Extract:
Another reason why the ‘lack of plants suitable for domestication’ argument is flawed is that there are plenty of Australian trees with edible fruit that are readily propagated from either seed or rootstock or both, but that were not used to create orchards before colonisation. The macadamia nut, the lady apple, the nonda plum and the quandong are good examples among a very large number.
Can we be sure that an absence of Aboriginal horticulture in 1788 means that it had never been practised before then? A genetic study by Hunt, Moots and Matthews has found that the wild taro of an area near Cooktown, Queensland, breeds naturally, but the data do not exclude the possibility that it may have had a history of domestication in the past.29 Note that another edible tuber found in the same location may have been introduced from the eastern Papuan tip, given that the Cooktown language has wugay for the yam species Dioscorea sativa rotunda. Ray Wood has sourced this term, and the equivalent term kuthay of north-east CYP and Torres Strait, to the eastern Papuan tip.30 There is also the hypothesis that a species of banana (Musa acuminata), a wild taro (Colocasia esculenta) and the greater yam (D. alata), which are found in north and north-east Australia, may have been subject to experimental horticulture—an experiment later abandoned—during a period when Australia and New Guinea were still a single landmass, that is, more than 10,000 years ago.31 The hypothesis remains unconfirmed.

Exercise instructions:
A - Answer these questions from the excerpt on Aboriginal horticulture:
(i) Which four plants are named as good examples of trees with edible fruit?
(ii) What word does the Cooktown language have for the yam species Dioscorea sativa rotunda?
(iii) According to the hypothesis, how long ago were Australia and New Guinea still a single landmass?
B - Set down, word for word, the stretch of the excerpt on Aboriginal horticulture from "Another reason why" through "very large number.".

Dataset:
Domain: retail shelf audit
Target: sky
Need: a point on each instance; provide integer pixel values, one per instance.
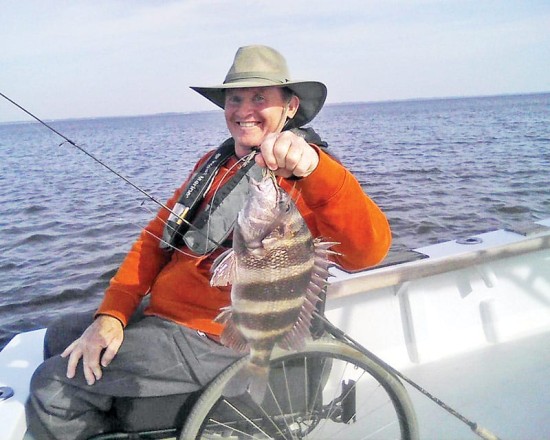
(77, 58)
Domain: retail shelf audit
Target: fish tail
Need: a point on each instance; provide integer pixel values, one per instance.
(252, 378)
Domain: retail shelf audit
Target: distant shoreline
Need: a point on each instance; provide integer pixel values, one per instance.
(329, 104)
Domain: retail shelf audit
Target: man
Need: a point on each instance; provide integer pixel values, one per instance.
(172, 348)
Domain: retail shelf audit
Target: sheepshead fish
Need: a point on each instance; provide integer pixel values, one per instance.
(277, 271)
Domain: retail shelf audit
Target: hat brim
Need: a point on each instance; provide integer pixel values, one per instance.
(312, 96)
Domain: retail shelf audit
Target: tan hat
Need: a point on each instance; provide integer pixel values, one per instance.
(262, 66)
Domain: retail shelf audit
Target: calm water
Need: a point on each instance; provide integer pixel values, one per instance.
(441, 170)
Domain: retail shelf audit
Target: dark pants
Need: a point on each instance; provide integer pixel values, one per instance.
(157, 358)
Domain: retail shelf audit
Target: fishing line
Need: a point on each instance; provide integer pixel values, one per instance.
(244, 160)
(340, 334)
(97, 160)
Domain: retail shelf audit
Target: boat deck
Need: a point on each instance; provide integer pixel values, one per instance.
(503, 388)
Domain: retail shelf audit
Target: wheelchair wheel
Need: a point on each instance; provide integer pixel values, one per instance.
(328, 390)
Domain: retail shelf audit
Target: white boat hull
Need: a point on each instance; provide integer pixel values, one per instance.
(470, 323)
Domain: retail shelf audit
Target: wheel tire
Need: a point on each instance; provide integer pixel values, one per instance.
(328, 361)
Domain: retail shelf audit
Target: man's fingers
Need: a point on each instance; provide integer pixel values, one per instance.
(73, 362)
(110, 352)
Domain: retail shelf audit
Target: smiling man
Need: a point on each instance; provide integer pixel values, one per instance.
(170, 347)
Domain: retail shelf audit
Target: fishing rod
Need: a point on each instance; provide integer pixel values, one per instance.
(112, 170)
(340, 334)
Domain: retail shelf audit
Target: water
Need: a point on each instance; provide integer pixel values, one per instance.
(440, 169)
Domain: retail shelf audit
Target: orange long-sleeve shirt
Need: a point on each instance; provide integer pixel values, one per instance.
(333, 205)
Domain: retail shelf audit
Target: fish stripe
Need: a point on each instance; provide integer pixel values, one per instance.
(254, 336)
(257, 306)
(257, 275)
(284, 289)
(268, 321)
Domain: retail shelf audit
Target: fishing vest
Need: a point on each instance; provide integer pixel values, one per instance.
(203, 230)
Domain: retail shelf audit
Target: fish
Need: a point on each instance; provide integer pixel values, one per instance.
(277, 272)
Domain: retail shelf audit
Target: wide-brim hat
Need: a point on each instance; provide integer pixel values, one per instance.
(262, 66)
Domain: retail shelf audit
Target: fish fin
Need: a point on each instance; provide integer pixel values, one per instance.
(296, 337)
(223, 269)
(231, 337)
(251, 378)
(224, 315)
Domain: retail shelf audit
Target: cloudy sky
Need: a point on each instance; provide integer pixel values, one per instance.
(77, 58)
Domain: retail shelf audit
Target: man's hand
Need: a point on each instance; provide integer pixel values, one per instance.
(106, 332)
(287, 154)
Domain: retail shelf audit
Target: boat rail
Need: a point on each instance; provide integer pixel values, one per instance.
(395, 275)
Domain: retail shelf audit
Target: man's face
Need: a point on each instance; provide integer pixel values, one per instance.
(252, 113)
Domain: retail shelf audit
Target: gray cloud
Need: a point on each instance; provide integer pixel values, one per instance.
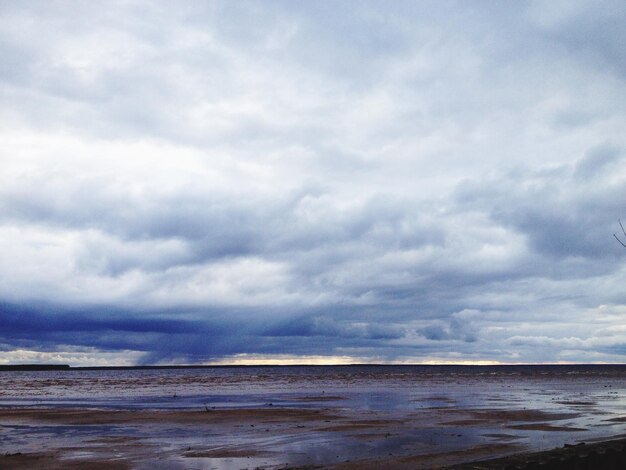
(433, 181)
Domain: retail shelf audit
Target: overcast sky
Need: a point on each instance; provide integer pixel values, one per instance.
(325, 181)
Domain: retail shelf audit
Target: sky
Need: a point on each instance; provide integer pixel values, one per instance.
(312, 182)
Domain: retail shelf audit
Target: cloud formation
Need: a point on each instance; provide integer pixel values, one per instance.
(416, 182)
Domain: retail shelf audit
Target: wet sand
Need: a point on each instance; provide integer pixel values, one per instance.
(289, 421)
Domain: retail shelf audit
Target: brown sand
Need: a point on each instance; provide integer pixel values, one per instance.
(122, 452)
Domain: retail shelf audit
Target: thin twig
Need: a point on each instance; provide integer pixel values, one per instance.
(621, 242)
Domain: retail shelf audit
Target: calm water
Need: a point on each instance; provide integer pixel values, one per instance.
(593, 398)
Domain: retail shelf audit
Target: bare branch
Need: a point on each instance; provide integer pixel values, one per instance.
(623, 231)
(621, 242)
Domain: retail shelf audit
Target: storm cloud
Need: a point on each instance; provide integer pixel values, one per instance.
(415, 182)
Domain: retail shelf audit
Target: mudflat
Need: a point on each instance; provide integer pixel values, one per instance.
(300, 418)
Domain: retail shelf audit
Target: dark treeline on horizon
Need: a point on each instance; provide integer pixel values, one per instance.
(448, 367)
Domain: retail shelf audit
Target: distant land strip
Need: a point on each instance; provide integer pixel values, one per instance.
(484, 367)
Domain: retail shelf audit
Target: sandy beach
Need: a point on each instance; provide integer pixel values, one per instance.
(333, 418)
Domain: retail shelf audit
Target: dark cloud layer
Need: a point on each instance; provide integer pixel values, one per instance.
(220, 182)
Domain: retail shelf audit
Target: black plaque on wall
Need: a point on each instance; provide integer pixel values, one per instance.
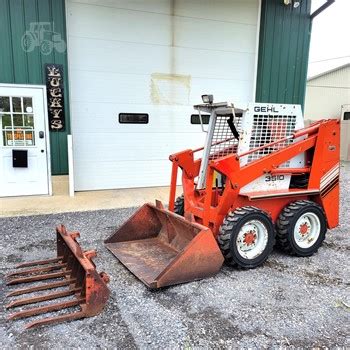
(55, 99)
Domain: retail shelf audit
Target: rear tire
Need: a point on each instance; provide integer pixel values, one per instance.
(301, 228)
(246, 237)
(179, 206)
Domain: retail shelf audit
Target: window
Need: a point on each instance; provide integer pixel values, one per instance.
(133, 118)
(17, 121)
(196, 120)
(346, 116)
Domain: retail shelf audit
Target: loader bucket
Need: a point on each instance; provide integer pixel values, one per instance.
(162, 248)
(72, 274)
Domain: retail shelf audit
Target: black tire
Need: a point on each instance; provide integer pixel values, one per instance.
(179, 206)
(286, 225)
(229, 232)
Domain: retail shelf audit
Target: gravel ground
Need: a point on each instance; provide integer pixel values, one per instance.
(288, 301)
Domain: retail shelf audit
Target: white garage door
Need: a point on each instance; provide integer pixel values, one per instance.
(155, 57)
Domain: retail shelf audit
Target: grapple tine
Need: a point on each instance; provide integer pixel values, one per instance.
(75, 268)
(39, 269)
(46, 308)
(38, 277)
(45, 297)
(41, 287)
(39, 262)
(57, 319)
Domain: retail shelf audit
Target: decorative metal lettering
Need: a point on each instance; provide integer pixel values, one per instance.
(55, 99)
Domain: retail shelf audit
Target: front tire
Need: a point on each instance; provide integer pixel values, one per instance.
(246, 237)
(301, 228)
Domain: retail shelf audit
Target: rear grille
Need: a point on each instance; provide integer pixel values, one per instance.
(267, 129)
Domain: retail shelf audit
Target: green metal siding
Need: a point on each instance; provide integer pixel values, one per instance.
(20, 67)
(283, 52)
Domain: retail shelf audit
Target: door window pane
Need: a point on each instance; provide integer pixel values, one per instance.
(27, 105)
(16, 104)
(6, 120)
(4, 104)
(29, 120)
(17, 120)
(17, 127)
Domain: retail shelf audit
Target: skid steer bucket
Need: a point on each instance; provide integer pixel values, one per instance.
(162, 248)
(74, 275)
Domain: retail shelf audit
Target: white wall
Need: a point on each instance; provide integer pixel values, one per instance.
(326, 94)
(155, 57)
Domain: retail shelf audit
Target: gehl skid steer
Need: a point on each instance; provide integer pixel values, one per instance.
(260, 179)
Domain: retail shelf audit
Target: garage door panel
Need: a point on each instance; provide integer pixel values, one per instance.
(118, 57)
(104, 118)
(223, 65)
(106, 23)
(102, 87)
(192, 32)
(137, 89)
(122, 57)
(100, 147)
(110, 175)
(157, 6)
(220, 10)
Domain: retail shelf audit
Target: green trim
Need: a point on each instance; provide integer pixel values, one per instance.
(20, 67)
(283, 52)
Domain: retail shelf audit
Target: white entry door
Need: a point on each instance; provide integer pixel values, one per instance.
(24, 141)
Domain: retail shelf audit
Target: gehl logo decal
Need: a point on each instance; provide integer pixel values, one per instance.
(265, 109)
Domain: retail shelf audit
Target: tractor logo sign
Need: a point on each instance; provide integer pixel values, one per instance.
(42, 35)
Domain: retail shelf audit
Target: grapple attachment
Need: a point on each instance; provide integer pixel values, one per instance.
(162, 248)
(75, 275)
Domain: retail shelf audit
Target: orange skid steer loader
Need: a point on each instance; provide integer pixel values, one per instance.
(260, 178)
(257, 180)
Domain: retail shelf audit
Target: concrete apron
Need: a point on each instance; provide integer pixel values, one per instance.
(61, 202)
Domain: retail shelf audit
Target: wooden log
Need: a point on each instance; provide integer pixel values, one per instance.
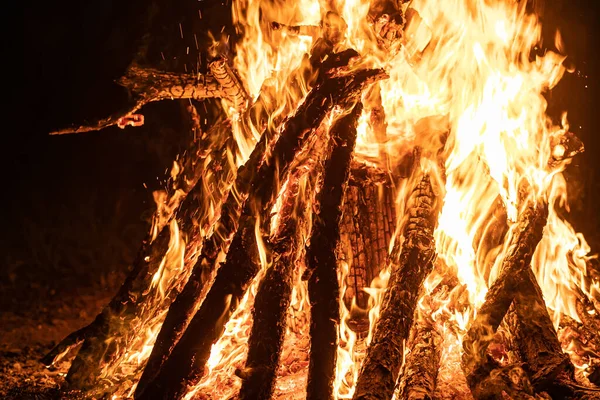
(273, 299)
(422, 363)
(323, 286)
(534, 337)
(239, 263)
(192, 165)
(411, 261)
(110, 332)
(525, 237)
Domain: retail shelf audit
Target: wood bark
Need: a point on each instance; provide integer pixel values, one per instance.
(114, 322)
(192, 165)
(412, 261)
(549, 368)
(323, 285)
(273, 298)
(422, 363)
(239, 262)
(525, 237)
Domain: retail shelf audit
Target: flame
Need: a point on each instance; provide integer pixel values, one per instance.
(465, 79)
(466, 87)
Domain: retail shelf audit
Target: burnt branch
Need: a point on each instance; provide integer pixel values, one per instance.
(411, 261)
(148, 85)
(273, 297)
(323, 286)
(240, 267)
(513, 271)
(132, 299)
(423, 362)
(191, 167)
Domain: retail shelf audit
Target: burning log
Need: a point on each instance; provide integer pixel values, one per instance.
(148, 85)
(192, 165)
(411, 261)
(106, 333)
(191, 351)
(323, 286)
(272, 301)
(422, 363)
(526, 235)
(549, 368)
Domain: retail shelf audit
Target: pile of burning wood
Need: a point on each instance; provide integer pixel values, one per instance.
(302, 204)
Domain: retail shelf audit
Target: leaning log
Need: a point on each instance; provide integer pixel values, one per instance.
(525, 237)
(274, 297)
(148, 85)
(191, 164)
(110, 331)
(409, 269)
(423, 362)
(549, 368)
(323, 286)
(240, 267)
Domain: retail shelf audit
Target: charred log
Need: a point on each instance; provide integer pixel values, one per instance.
(323, 286)
(422, 363)
(368, 220)
(239, 263)
(526, 235)
(192, 165)
(534, 336)
(114, 321)
(411, 261)
(271, 304)
(549, 368)
(148, 85)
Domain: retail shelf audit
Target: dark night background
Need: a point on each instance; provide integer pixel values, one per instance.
(76, 206)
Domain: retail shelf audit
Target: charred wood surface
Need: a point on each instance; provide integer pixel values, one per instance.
(513, 271)
(549, 368)
(323, 286)
(107, 334)
(422, 363)
(147, 85)
(411, 262)
(272, 302)
(534, 336)
(239, 263)
(192, 165)
(368, 223)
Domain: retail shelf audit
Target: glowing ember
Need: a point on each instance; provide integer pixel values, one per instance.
(466, 89)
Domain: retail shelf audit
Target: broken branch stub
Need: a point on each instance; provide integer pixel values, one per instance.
(191, 358)
(525, 237)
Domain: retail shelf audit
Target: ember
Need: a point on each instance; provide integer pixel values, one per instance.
(383, 215)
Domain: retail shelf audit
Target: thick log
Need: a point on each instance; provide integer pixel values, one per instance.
(411, 262)
(549, 368)
(148, 85)
(323, 286)
(192, 163)
(108, 335)
(534, 336)
(422, 363)
(273, 299)
(525, 237)
(239, 263)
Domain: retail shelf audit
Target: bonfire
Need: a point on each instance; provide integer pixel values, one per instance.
(382, 215)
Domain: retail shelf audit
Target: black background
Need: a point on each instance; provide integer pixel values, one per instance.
(76, 207)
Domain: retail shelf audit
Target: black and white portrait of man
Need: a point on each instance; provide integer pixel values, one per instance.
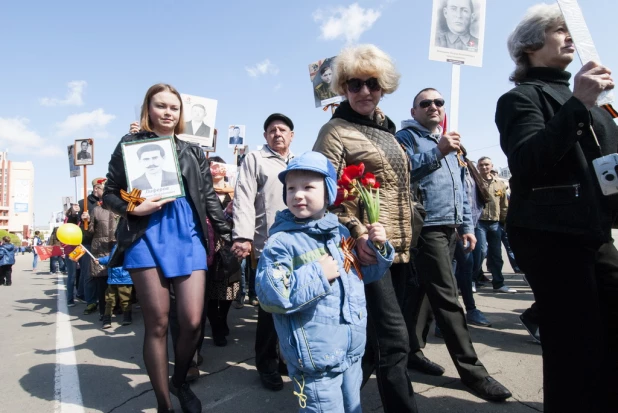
(84, 152)
(152, 157)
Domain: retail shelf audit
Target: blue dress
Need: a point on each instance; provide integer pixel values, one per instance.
(173, 242)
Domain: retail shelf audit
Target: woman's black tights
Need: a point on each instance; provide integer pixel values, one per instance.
(153, 294)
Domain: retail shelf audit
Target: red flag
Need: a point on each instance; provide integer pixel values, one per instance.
(44, 252)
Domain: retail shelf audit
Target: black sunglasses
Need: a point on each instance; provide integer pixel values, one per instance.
(425, 103)
(355, 85)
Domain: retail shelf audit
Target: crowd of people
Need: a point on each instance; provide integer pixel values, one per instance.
(341, 297)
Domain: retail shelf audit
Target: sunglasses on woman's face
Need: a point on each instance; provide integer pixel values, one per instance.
(355, 85)
(425, 103)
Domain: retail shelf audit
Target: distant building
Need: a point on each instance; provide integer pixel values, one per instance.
(16, 196)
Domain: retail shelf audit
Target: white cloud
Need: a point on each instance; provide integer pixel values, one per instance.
(91, 122)
(74, 95)
(18, 138)
(345, 22)
(263, 68)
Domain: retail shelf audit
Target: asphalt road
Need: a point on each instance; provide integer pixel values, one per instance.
(56, 359)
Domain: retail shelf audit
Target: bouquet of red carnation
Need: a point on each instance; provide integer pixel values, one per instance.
(354, 182)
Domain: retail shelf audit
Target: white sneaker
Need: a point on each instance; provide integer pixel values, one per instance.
(505, 289)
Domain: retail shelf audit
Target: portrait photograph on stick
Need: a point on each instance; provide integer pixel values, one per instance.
(457, 30)
(66, 202)
(236, 135)
(74, 170)
(321, 74)
(199, 116)
(84, 152)
(152, 166)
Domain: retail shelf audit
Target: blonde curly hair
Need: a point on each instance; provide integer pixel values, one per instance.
(364, 60)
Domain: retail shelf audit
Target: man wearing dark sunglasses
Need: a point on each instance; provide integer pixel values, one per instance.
(437, 180)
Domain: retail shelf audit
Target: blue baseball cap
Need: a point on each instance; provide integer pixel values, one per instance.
(315, 162)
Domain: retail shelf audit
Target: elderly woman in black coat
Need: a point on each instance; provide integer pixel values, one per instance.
(559, 222)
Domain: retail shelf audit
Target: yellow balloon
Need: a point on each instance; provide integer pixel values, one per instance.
(69, 234)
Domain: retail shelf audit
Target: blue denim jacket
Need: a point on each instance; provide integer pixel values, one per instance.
(439, 178)
(321, 325)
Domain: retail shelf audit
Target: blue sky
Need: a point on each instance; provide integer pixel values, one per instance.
(75, 69)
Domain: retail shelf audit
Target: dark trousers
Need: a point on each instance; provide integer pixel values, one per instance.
(387, 341)
(463, 275)
(5, 274)
(217, 315)
(436, 248)
(575, 284)
(100, 287)
(266, 356)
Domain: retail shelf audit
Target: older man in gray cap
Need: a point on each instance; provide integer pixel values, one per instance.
(257, 199)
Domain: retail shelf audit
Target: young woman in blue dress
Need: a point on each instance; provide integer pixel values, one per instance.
(163, 243)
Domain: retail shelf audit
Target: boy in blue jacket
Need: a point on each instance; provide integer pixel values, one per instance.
(318, 308)
(119, 284)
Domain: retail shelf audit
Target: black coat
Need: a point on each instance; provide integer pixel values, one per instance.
(92, 202)
(199, 192)
(545, 134)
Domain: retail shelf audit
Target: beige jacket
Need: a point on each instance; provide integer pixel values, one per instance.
(345, 143)
(496, 208)
(258, 196)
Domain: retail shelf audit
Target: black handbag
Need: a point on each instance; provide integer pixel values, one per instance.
(226, 265)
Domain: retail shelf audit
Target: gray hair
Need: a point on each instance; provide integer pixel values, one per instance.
(529, 36)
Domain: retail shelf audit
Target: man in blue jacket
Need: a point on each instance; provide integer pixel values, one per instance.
(437, 180)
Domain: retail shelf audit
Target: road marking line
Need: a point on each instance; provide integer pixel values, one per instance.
(66, 381)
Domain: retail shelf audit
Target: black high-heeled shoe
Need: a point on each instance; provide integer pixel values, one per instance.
(188, 400)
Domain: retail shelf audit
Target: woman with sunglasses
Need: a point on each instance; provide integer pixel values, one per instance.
(152, 238)
(360, 132)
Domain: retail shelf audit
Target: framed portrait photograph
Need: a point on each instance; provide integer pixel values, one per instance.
(84, 152)
(235, 136)
(67, 200)
(199, 115)
(74, 170)
(321, 74)
(151, 165)
(457, 31)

Task-by-task outputs:
A -
(i) The macadamia nut, the lady apple, the nonda plum and the quandong.
(ii) Wugay.
(iii) More than 10,000 years ago.

B -
Another reason why the ‘lack of plants suitable for domestication’ argument is flawed is that there are plenty of Australian trees with edible fruit that are readily propagated from either seed or rootstock or both, but that were not used to create orchards before colonisation. The macadamia nut, the lady apple, the nonda plum and the quandong are good examples among a very large number.